> Passage
ContainerVolumeUsage

ContainerVolumeUsage #

Container Volume usage is above 80%

Alert Rule
alert: ContainerVolumeUsage
annotations:
  description: |-
    Container Volume usage is above 80%
      VALUE = {{ $value }}
      LABELS = {{ $labels }}    
  runbook: https://srerun.github.io/prometheus-alerts/runbooks/google-cadvisor/containervolumeusage/
  summary: Container Volume usage (instance {{ $labels.instance }})
expr: (1 - (sum(container_fs_inodes_free{name!=""}) BY (instance) / sum(container_fs_inodes_total)
  BY (instance))) * 100 > 80
for: 2m
labels:
  severity: warning

Meaning #

The ContainerVolumeUsage alert is triggered when the available inodes on a container’s filesystem falls below 20%, indicating that the container’s volume usage is above 80%. This alert is critical because it can lead to container crashes, data loss, and performance degradation.

> Information provided
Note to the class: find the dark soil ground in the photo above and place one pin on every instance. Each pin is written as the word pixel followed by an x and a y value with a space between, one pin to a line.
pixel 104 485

> Instructions for the task
Resume the ContainerVolumeUsage alert text above, writing on from its final sentence.

> Exercise answer
Impact #

If left unaddressed, high container volume usage can cause:

  • Container crashes and failures
  • Data loss and corruption
  • Performance degradation and slow response times
  • Increased risk of security breaches due to overflowing logs and temporary files

Diagnosis #

To diagnose the issue, follow these steps:

  1. Check the container’s filesystem usage using commands like docker exec -it <container_name> df -h or kubectl exec -it <pod_name> -c <container_name> df -h
  2. Verify that the container is not writing excessive amounts of data to its filesystem
  3. Check for any unnecessary files or directories that can be safely removed
  4. Investigate if the container’s volume is properly configured and resized
  5. Review the container’s logging configuration to ensure that logs are not overflowing and filling up the filesystem

Mitigation #

To mitigate the issue, follow these steps:

  1. Identify and remove any unnecessary files or directories taking up space on the container’s filesystem
  2. Resize the container’s volume to provide more storage capacity
  3. Implement log rotation and compression to prevent log files from growing indefinitely
  4. Configure the container to write data to an external storage volume or a cloud-based object store
  5. Consider implementing quotas or limits on the container’s filesystem usage to prevent future instances of high volume usage

Note: For more detailed steps and recommendations, refer to the runbook provided in the alert annotation.